#### The problem
I would like the records restated word for word, without the pictures.

Data Block Start

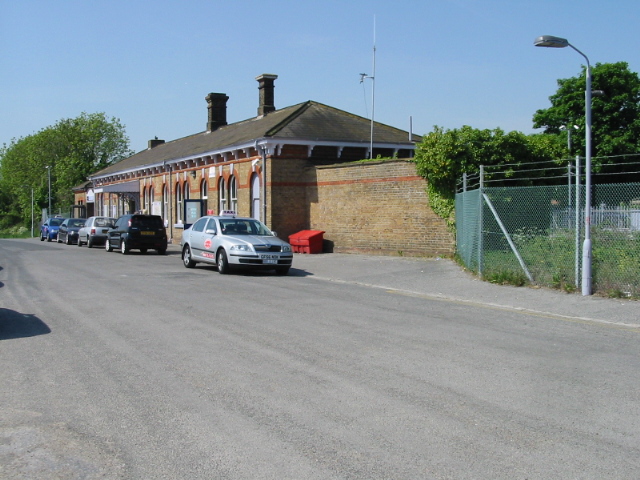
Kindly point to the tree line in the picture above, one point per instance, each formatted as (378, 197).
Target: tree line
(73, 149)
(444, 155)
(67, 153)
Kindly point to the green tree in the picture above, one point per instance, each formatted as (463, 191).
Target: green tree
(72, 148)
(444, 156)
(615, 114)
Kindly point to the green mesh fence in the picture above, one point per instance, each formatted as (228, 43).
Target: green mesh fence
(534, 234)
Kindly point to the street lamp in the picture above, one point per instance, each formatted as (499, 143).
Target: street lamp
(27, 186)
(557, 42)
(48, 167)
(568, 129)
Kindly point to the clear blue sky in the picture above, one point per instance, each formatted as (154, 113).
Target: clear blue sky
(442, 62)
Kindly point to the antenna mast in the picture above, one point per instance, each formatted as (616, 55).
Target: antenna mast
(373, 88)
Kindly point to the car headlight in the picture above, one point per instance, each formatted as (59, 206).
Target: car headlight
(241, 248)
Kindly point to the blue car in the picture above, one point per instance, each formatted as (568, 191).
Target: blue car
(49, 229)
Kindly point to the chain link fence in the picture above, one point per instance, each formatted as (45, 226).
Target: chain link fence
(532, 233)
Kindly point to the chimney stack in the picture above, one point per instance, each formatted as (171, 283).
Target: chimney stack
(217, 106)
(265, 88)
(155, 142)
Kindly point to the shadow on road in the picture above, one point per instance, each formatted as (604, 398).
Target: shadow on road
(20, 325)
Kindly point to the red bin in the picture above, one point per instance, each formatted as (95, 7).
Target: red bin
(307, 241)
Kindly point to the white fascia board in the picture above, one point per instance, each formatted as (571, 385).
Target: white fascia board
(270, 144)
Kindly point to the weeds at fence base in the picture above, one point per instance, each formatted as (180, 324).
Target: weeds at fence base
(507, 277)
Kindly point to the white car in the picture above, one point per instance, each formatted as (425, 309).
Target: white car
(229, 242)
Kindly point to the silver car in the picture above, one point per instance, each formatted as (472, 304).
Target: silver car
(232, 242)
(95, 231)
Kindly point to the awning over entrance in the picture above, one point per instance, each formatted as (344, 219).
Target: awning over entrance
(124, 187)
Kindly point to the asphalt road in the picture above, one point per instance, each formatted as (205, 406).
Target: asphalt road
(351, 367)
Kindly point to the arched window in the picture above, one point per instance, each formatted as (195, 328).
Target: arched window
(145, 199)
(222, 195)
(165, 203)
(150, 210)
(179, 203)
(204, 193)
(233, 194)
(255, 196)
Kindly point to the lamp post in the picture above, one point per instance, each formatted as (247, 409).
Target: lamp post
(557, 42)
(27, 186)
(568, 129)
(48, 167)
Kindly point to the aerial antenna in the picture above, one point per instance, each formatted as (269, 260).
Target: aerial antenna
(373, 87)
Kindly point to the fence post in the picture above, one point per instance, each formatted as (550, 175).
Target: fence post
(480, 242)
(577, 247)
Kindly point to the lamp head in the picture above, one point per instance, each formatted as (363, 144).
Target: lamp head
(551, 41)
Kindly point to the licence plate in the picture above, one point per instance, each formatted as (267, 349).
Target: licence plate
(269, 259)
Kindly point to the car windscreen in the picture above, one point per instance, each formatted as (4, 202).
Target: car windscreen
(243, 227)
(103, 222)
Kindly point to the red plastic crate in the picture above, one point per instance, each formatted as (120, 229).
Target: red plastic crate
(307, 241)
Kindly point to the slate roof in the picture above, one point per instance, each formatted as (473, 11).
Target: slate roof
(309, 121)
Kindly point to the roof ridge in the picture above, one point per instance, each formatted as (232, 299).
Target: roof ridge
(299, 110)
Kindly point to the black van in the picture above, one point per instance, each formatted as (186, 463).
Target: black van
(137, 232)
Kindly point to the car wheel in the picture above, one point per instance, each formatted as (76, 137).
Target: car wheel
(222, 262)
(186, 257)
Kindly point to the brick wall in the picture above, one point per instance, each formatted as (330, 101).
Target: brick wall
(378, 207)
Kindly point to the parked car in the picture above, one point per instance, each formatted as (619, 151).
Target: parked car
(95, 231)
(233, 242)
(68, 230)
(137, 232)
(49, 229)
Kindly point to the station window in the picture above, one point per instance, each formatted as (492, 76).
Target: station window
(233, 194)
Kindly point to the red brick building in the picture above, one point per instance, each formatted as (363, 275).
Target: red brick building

Data Block End

#### Solution to this problem
Kindly point to the tree line in the picture above, one point per instance, each formatted as (378, 197).
Target: tree line
(73, 149)
(444, 155)
(67, 153)
Kindly point to the green tree in the picture above, one point per instance, each formatted as (463, 191).
Target: green tree
(72, 148)
(444, 156)
(615, 114)
Kindly point to the green mesh fence in the picture above, one point per instance, each formatted as (228, 43).
Target: green mesh fence
(534, 234)
Kindly point to the street lamp in the picture above, one point per instance, each formatted as (499, 143).
Target: street lamp
(27, 186)
(557, 42)
(48, 167)
(568, 129)
Kindly point to the clear blue sky in the picture above, one point per instance, each formatted as (154, 113).
Target: clear blue sky
(442, 62)
Kindly point to the antenna mast in the picture above, one point per instance, each formatted as (616, 55).
Target: antenna mast
(373, 88)
Kindly point to the car headlight in the picture above, one point per instance, each formatted as (59, 206).
Target: car headlight
(241, 248)
Kindly point to the blue car in the picture above, one point per instance, each formatted as (568, 191).
Target: blue car
(49, 229)
Kindly point to the chain link fence in the picture above, one point per instance, each formatted as (45, 226).
Target: chain link fence
(532, 233)
Kindly point to the chimney stack in the picture above, one point per instance, each formatted as (171, 283).
Target: chimney stack
(217, 106)
(265, 88)
(155, 142)
Kindly point to the shadow on road in the picture above, one point per instance, each formatted as (604, 398).
Target: shadow on road
(20, 325)
Kindly point to the red bin in the picture above, one point per instance, each formatted as (95, 7).
Target: red bin
(307, 241)
Kindly point to the white fascia board in the picture above, one point per instance, each formatted as (571, 385).
Target: white fascia board
(270, 144)
Kindly point to the weeds at fence base in the picture above, one point per instance, each formatted as (180, 324).
Target: weeds at fence base
(507, 277)
Kindly point to the white car in the picture above, one point per instance, each formatted as (425, 309).
Target: white car
(229, 242)
Kindly point to the silver car in the picture above, one point per instance, each formatted as (472, 304).
Target: silver car
(232, 242)
(95, 231)
Kindly point to the awning over entrance in the picture above, one point per instance, each formatted as (344, 219).
Target: awning over entrance
(124, 187)
Kindly point to the asphalt road in the picture above, one point per instance, each formatted as (205, 406).
Target: asphalt road
(351, 367)
Kindly point to the arched window in the picture above, one point per instance, each formatted as (195, 328).
Target: arched window
(145, 199)
(222, 195)
(165, 203)
(150, 210)
(179, 203)
(204, 193)
(233, 194)
(255, 196)
Kindly point to the lamp post in the picture above, one point per instance, each formatted as (247, 409).
Target: lamp post
(557, 42)
(27, 186)
(568, 129)
(48, 167)
Kindly point to the aerial antenna in the picture above, one point per instance, each formatted as (269, 260).
Target: aerial antenna
(373, 87)
Kindly point to the fence post in the picture above, one point per instance, each formatted as (550, 175).
Target: fence post
(480, 242)
(577, 247)
Kindly point to the lamp head in the picture above, one point per instance, each formatted as (363, 144).
Target: lamp head
(551, 41)
Kindly point to the licence plate in the picture above, one point per instance, each formatted as (267, 349).
Target: licence plate
(269, 259)
Kindly point to the car windscreen in the picture above, one point per instance, each formatted as (4, 202).
Target: car windscreen
(243, 227)
(103, 222)
Kindly point to the red plastic crate in the picture above, one point per instance, each formatted as (120, 229).
Target: red plastic crate
(307, 241)
Kindly point to the slate roof in the picture above, one point per instance, each formatted as (473, 11).
Target: slate roof
(309, 121)
Kindly point to the roof ridge in the picture above, one point per instance, each formatted as (232, 299).
Target: roof ridge
(299, 110)
Kindly point to the black van in the picture above, one point per instance, each formatted as (186, 463).
Target: black van
(137, 232)
Kindly point to the car wheel in the picture above, one point per instance, each formatted as (76, 137).
Target: car wheel
(222, 262)
(186, 257)
Kindly point to the brick wall in the picture above, one point per instance, each formatted as (330, 101).
Target: brick wall
(378, 207)
Kindly point to the parked car in the picture above, one point per instance, each formatted as (619, 151).
Target: parked car
(95, 231)
(233, 242)
(68, 230)
(137, 232)
(49, 229)
Kindly point to the station window in the picture above, one point per instance, each formatted as (492, 76).
Target: station window
(233, 194)
Kindly point to the red brick building in the picture above, one point per instance, each formatted as (363, 275).
Target: red brick building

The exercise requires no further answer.